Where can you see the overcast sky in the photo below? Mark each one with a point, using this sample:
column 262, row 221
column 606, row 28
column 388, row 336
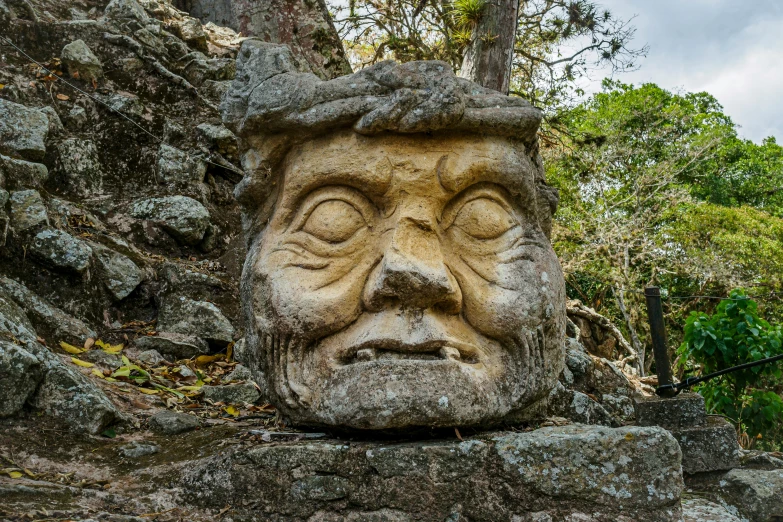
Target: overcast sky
column 732, row 49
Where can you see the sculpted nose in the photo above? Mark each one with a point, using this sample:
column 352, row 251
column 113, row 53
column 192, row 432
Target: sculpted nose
column 412, row 273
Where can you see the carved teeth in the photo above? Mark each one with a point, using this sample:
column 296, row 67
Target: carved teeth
column 448, row 352
column 365, row 354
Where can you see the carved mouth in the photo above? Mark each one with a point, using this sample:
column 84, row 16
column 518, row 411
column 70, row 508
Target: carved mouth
column 392, row 350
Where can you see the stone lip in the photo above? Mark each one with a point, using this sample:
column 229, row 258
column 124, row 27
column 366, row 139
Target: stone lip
column 630, row 473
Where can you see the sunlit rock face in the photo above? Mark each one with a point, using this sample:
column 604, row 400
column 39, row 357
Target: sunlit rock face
column 399, row 271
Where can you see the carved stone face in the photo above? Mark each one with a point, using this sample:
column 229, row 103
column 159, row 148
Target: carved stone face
column 405, row 280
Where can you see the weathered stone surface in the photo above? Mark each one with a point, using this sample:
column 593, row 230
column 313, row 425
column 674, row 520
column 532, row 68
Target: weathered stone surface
column 118, row 272
column 20, row 174
column 62, row 251
column 172, row 345
column 684, row 411
column 178, row 168
column 172, row 423
column 126, row 10
column 46, row 317
column 81, row 62
column 711, row 447
column 629, row 474
column 27, row 210
column 199, row 318
column 419, row 324
column 577, row 407
column 190, row 31
column 20, row 373
column 232, row 393
column 757, row 495
column 70, row 396
column 702, row 510
column 79, row 165
column 134, row 450
column 184, row 218
column 23, row 131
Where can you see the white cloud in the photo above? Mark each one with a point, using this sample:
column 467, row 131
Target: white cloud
column 733, row 50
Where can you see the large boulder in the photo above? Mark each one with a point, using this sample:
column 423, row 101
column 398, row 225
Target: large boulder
column 23, row 131
column 182, row 217
column 119, row 273
column 81, row 62
column 178, row 168
column 61, row 251
column 126, row 10
column 199, row 318
column 27, row 210
column 20, row 373
column 20, row 174
column 79, row 166
column 46, row 317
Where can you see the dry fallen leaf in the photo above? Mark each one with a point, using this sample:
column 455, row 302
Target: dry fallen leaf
column 83, row 364
column 71, row 348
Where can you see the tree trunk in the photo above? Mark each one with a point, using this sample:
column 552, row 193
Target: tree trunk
column 304, row 25
column 488, row 57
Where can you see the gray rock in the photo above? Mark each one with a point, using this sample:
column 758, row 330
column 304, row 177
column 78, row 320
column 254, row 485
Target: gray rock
column 80, row 166
column 190, row 31
column 757, row 495
column 624, row 474
column 126, row 103
column 184, row 218
column 120, row 275
column 218, row 136
column 27, row 210
column 150, row 358
column 70, row 396
column 20, row 174
column 711, row 447
column 81, row 62
column 232, row 393
column 178, row 168
column 77, row 118
column 199, row 318
column 14, row 324
column 61, row 251
column 172, row 423
column 46, row 317
column 126, row 10
column 702, row 510
column 137, row 449
column 578, row 407
column 173, row 346
column 240, row 373
column 199, row 69
column 23, row 131
column 102, row 359
column 55, row 125
column 20, row 373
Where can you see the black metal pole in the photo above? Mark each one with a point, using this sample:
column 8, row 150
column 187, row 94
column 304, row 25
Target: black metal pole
column 658, row 332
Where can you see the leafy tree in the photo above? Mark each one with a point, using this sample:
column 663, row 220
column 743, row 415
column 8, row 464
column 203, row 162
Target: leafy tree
column 542, row 70
column 637, row 168
column 733, row 335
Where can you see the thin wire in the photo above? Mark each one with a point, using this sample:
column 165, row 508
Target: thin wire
column 159, row 140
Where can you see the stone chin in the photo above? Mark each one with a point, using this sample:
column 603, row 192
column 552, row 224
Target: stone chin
column 405, row 281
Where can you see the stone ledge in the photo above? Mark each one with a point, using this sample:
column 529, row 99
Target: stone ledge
column 619, row 475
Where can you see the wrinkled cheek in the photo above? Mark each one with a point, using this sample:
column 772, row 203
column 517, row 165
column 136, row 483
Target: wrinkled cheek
column 313, row 304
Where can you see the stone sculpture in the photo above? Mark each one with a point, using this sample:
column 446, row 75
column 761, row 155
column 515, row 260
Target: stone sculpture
column 399, row 270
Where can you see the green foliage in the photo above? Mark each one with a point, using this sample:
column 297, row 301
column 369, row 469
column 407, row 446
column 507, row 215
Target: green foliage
column 733, row 335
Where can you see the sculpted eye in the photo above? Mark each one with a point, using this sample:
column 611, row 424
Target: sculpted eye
column 334, row 221
column 483, row 218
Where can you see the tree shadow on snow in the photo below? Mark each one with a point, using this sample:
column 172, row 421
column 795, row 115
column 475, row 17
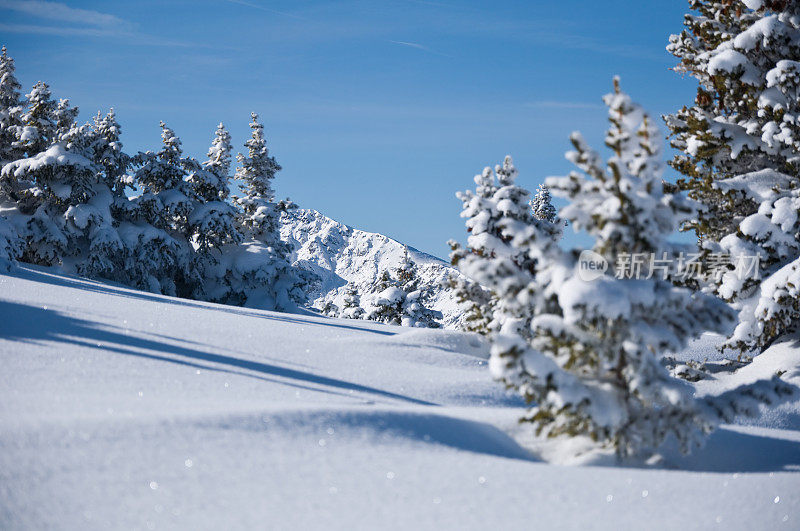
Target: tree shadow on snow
column 730, row 450
column 24, row 323
column 37, row 274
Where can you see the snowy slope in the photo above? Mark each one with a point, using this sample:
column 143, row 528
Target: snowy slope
column 340, row 254
column 123, row 409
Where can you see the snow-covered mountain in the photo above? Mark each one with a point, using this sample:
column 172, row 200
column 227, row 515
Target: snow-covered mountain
column 121, row 409
column 340, row 254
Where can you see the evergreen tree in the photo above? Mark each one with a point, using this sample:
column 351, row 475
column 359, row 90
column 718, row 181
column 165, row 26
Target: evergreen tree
column 740, row 143
column 10, row 109
column 260, row 271
column 478, row 304
column 165, row 203
column 351, row 309
column 414, row 306
column 257, row 171
column 592, row 363
column 11, row 245
column 541, row 205
column 386, row 300
column 39, row 121
column 108, row 154
column 213, row 222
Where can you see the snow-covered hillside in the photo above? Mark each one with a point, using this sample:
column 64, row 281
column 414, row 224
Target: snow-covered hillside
column 124, row 409
column 340, row 254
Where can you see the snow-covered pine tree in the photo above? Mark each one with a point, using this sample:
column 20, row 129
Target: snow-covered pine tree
column 740, row 146
column 39, row 121
column 477, row 303
column 592, row 365
column 542, row 205
column 262, row 274
column 414, row 306
column 10, row 110
column 11, row 245
column 108, row 154
column 159, row 255
column 496, row 212
column 54, row 178
column 351, row 307
column 386, row 300
column 213, row 222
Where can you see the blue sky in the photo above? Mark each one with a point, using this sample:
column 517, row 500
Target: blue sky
column 378, row 111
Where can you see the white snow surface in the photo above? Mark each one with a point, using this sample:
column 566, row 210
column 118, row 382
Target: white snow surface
column 121, row 409
column 340, row 254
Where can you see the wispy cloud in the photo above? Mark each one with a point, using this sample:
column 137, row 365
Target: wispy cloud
column 419, row 46
column 85, row 23
column 555, row 104
column 63, row 13
column 267, row 9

* * * * * * * * *

Stated task:
Copy out the entries above word for word, starting at the very beginning and ending with the line that contains "column 732, row 49", both included. Leave the picture out of your copy.

Reply to the task:
Where can you see the overcast sky in the photo below? Mark each one with a point, using this sample:
column 262, row 221
column 606, row 28
column 388, row 336
Target: overcast sky
column 732, row 49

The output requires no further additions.